→ **Goal**: In the records below, find the line containing "Expected: a marker on each instance of the footpath, one"; give it again exactly, along with every line that follows, and nothing else.

→ **Source records**:
* * * * * * * * *
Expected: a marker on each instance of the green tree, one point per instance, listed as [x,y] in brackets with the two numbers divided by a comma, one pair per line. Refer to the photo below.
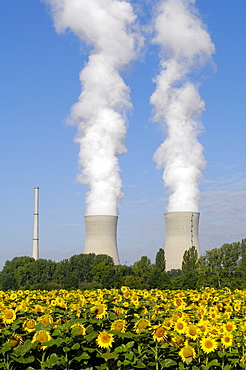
[141,269]
[220,267]
[160,261]
[190,258]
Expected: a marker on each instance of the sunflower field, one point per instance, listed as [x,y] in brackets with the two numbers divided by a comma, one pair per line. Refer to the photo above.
[123,329]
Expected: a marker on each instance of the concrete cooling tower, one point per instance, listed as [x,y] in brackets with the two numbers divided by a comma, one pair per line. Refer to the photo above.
[101,236]
[181,234]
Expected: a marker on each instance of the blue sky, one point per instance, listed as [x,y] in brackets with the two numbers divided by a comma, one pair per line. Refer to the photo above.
[39,83]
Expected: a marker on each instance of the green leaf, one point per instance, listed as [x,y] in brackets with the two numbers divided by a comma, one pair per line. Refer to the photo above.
[91,336]
[129,356]
[108,355]
[25,347]
[112,316]
[23,360]
[84,356]
[52,360]
[214,362]
[168,362]
[5,347]
[129,345]
[227,367]
[76,346]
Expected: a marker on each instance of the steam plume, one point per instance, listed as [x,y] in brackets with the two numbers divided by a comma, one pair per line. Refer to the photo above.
[185,44]
[101,107]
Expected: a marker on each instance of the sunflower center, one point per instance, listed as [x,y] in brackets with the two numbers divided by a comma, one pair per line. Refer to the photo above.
[42,338]
[105,338]
[180,325]
[229,327]
[208,344]
[192,331]
[187,352]
[30,324]
[142,325]
[119,325]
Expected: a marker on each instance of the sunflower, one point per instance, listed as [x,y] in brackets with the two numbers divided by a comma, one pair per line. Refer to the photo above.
[230,326]
[119,325]
[124,289]
[141,325]
[208,344]
[192,331]
[168,323]
[80,329]
[8,316]
[187,353]
[227,340]
[46,320]
[160,334]
[180,326]
[29,325]
[38,308]
[15,340]
[100,310]
[42,336]
[104,339]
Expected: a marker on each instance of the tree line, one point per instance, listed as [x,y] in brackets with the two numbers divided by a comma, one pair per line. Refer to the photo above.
[217,268]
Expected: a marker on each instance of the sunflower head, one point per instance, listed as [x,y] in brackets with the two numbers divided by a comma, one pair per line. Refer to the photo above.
[160,334]
[208,344]
[46,320]
[104,339]
[187,353]
[192,331]
[15,340]
[119,325]
[227,340]
[100,310]
[8,316]
[80,329]
[29,325]
[42,336]
[141,325]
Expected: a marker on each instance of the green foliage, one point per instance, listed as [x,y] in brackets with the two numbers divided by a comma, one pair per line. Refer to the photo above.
[218,268]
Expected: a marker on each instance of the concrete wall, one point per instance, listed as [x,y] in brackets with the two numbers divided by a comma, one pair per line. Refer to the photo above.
[101,236]
[181,234]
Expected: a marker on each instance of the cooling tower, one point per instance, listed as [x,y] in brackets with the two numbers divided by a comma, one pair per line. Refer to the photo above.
[35,247]
[181,234]
[101,236]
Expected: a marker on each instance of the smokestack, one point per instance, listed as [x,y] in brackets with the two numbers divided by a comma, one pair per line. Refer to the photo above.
[181,234]
[101,236]
[35,247]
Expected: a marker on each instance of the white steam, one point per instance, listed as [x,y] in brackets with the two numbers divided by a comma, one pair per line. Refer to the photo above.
[185,44]
[104,100]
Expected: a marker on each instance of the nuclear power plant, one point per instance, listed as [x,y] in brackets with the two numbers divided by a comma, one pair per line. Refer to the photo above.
[101,236]
[35,244]
[181,234]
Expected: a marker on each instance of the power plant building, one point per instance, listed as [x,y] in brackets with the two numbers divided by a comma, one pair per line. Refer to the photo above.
[101,236]
[181,234]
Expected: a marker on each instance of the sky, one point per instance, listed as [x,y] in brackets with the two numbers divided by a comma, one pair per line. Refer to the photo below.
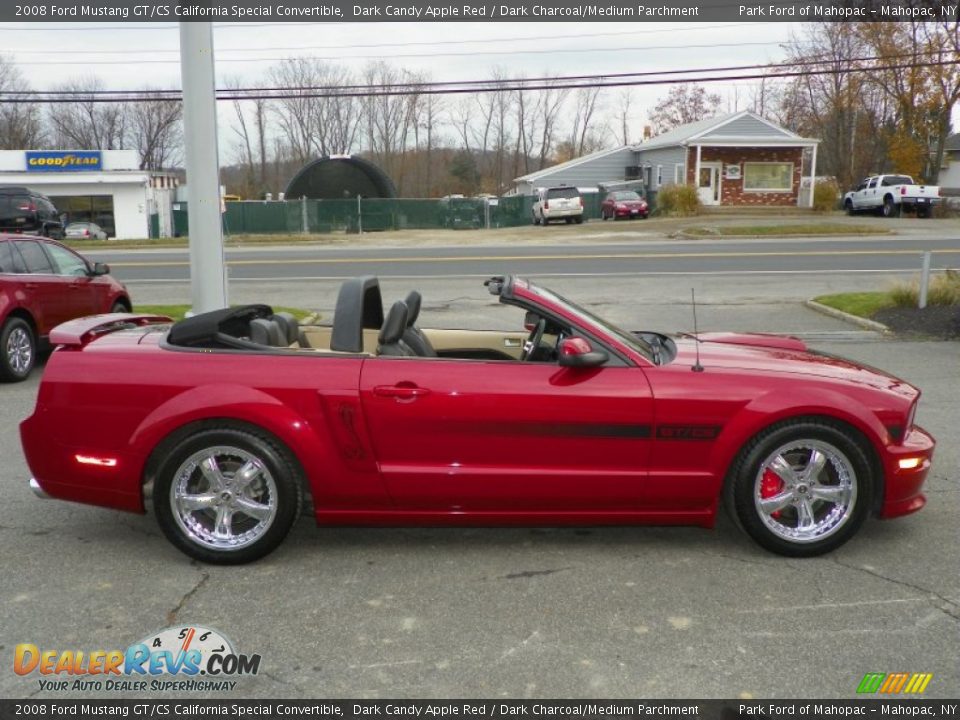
[133,55]
[129,56]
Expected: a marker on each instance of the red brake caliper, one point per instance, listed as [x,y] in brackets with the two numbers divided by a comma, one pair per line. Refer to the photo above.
[771,485]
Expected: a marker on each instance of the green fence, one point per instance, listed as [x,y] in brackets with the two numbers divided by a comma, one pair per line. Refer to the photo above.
[247,217]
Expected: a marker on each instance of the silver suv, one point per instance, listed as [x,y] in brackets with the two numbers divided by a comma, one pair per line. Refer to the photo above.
[558,203]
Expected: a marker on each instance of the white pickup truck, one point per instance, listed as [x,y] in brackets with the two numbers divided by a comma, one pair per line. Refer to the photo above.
[889,194]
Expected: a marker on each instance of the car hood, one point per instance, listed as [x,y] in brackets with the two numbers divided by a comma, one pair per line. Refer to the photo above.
[781,354]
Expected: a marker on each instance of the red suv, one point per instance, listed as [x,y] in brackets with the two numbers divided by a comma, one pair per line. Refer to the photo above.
[42,284]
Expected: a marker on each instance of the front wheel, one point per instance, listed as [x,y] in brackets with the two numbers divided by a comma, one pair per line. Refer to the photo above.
[801,488]
[227,495]
[18,350]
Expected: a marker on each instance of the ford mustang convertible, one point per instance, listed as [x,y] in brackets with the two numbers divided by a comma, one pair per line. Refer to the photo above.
[231,421]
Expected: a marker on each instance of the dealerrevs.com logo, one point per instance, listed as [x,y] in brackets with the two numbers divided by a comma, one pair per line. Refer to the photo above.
[174,659]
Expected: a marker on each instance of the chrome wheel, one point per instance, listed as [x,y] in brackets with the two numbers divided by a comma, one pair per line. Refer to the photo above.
[223,498]
[805,491]
[19,350]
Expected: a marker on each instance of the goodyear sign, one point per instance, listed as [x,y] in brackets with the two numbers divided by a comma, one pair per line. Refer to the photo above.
[64,160]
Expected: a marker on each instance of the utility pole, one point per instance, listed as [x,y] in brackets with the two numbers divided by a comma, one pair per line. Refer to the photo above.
[208,281]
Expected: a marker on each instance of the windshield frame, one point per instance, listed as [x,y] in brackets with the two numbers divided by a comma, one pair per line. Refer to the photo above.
[625,338]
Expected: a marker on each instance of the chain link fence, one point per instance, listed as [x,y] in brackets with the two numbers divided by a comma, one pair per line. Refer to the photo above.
[287,217]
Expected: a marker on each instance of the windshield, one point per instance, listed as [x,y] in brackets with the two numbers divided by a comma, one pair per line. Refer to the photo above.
[627,338]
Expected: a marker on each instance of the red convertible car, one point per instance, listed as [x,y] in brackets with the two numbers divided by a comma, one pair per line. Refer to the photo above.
[230,421]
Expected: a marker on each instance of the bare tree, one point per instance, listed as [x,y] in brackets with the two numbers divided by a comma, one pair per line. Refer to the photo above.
[583,138]
[311,125]
[21,124]
[388,118]
[838,106]
[622,116]
[685,103]
[156,131]
[85,124]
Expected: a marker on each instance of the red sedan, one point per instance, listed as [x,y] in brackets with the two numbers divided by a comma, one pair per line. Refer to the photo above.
[42,284]
[624,204]
[232,420]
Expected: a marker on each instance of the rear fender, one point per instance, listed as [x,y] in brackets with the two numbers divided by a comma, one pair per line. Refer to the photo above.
[311,447]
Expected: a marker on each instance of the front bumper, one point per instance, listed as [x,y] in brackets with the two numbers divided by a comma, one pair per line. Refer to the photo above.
[902,492]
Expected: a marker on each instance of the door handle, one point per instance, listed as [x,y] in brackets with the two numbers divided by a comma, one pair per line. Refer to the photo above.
[401,391]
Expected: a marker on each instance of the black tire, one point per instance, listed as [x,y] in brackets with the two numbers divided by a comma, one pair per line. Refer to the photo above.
[890,209]
[275,489]
[18,350]
[845,469]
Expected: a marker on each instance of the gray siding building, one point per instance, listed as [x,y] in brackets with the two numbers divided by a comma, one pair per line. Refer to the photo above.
[736,159]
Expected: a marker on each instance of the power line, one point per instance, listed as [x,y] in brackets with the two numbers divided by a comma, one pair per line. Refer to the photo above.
[414,87]
[472,53]
[583,82]
[423,43]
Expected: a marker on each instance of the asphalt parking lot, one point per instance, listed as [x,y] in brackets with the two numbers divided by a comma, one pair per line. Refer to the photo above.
[615,612]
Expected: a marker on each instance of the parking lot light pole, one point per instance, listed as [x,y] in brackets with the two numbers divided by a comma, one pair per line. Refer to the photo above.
[207,267]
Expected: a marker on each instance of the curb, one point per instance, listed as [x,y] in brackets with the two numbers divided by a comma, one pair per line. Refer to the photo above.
[849,318]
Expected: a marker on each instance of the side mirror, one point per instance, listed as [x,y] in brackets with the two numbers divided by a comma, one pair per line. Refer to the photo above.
[530,320]
[577,352]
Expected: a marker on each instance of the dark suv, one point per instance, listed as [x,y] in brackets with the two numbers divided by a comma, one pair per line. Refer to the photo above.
[24,211]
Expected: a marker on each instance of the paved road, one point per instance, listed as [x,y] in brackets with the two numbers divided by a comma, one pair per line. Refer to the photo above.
[652,257]
[616,612]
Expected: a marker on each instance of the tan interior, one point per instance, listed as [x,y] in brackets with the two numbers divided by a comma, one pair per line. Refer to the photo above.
[503,341]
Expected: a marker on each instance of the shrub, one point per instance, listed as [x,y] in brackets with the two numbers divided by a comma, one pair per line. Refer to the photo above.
[944,289]
[678,201]
[826,194]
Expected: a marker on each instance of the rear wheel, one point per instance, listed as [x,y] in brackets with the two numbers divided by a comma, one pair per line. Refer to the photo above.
[227,495]
[801,488]
[18,350]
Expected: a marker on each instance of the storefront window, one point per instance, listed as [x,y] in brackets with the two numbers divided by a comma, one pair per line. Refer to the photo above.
[88,208]
[777,177]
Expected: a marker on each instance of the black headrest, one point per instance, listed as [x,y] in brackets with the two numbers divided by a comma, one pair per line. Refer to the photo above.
[395,324]
[413,307]
[267,332]
[359,306]
[203,329]
[288,323]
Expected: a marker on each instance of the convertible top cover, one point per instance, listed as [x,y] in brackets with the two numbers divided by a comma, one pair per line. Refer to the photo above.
[208,329]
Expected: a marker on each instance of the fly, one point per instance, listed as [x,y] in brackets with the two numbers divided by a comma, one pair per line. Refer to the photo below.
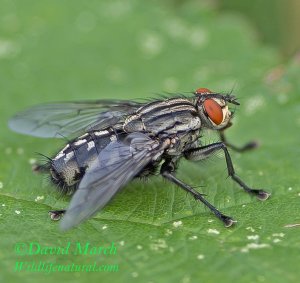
[115,141]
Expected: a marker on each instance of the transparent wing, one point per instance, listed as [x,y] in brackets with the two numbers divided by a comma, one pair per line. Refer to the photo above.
[67,119]
[115,166]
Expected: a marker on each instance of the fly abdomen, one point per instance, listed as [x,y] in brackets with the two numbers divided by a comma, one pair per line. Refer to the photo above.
[69,165]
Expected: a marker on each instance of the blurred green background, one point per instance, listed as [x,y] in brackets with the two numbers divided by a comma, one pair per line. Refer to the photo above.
[55,50]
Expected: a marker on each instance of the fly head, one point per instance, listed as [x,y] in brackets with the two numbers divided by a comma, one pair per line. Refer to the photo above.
[213,108]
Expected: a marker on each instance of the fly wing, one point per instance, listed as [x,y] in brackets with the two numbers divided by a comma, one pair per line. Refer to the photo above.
[115,166]
[71,118]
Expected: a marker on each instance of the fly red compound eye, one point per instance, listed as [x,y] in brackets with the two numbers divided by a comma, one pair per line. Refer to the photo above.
[202,90]
[214,111]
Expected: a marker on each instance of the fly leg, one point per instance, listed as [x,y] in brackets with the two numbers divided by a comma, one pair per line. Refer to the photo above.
[205,151]
[166,172]
[247,146]
[56,214]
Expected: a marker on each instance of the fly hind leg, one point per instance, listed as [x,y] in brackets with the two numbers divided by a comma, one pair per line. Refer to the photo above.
[208,150]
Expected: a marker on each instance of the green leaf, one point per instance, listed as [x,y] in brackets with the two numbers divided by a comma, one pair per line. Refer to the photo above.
[55,50]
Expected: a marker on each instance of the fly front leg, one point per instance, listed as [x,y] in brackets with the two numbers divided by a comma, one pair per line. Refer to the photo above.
[208,150]
[56,214]
[166,171]
[247,146]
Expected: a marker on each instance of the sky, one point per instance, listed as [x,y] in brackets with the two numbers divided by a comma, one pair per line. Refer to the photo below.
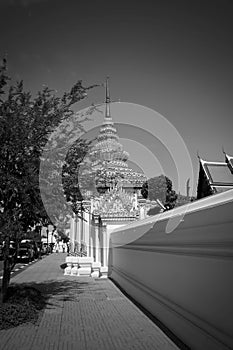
[169,63]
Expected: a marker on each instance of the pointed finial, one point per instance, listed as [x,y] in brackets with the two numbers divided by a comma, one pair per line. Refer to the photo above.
[107,101]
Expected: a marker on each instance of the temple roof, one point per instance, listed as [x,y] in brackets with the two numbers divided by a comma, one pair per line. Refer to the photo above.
[215,176]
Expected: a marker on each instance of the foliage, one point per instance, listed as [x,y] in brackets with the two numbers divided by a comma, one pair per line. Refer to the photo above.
[25,126]
[23,305]
[160,187]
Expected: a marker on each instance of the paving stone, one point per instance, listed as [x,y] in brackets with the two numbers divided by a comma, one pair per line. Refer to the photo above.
[82,314]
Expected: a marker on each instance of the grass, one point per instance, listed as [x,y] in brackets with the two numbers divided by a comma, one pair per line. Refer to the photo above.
[24,304]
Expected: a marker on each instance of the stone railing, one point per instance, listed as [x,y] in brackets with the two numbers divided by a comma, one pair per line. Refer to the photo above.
[185,277]
[84,266]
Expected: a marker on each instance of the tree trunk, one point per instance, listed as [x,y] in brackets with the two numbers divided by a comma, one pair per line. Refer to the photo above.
[6,269]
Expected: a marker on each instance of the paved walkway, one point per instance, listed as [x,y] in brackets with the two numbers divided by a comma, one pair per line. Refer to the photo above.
[82,313]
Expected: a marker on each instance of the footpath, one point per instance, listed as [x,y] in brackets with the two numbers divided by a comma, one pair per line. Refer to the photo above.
[82,313]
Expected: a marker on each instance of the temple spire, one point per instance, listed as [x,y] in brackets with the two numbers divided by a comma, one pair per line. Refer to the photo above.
[107,101]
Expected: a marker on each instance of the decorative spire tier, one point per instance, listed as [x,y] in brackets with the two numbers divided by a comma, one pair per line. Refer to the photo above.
* * * * * * * * *
→ **Answer below**:
Expected: a marker on each instance of the footpath, one point per instance, listed as [x,y] in brackets with the two numbers divided by a comma, one pair per line. Refer to the photo above.
[82,313]
Expected: a marker on each instance of the temple spire, one point per instance, listed as [x,y] in brackets with the two numbers divided by a comma, one pair per line. Refer to the photo above.
[107,101]
Expected: a marker on each instance of the decorative spire tier, one point per instance, listed as [x,y] in brackets with the two numbers divided by a comma, one pair per line. Refer to the photo above.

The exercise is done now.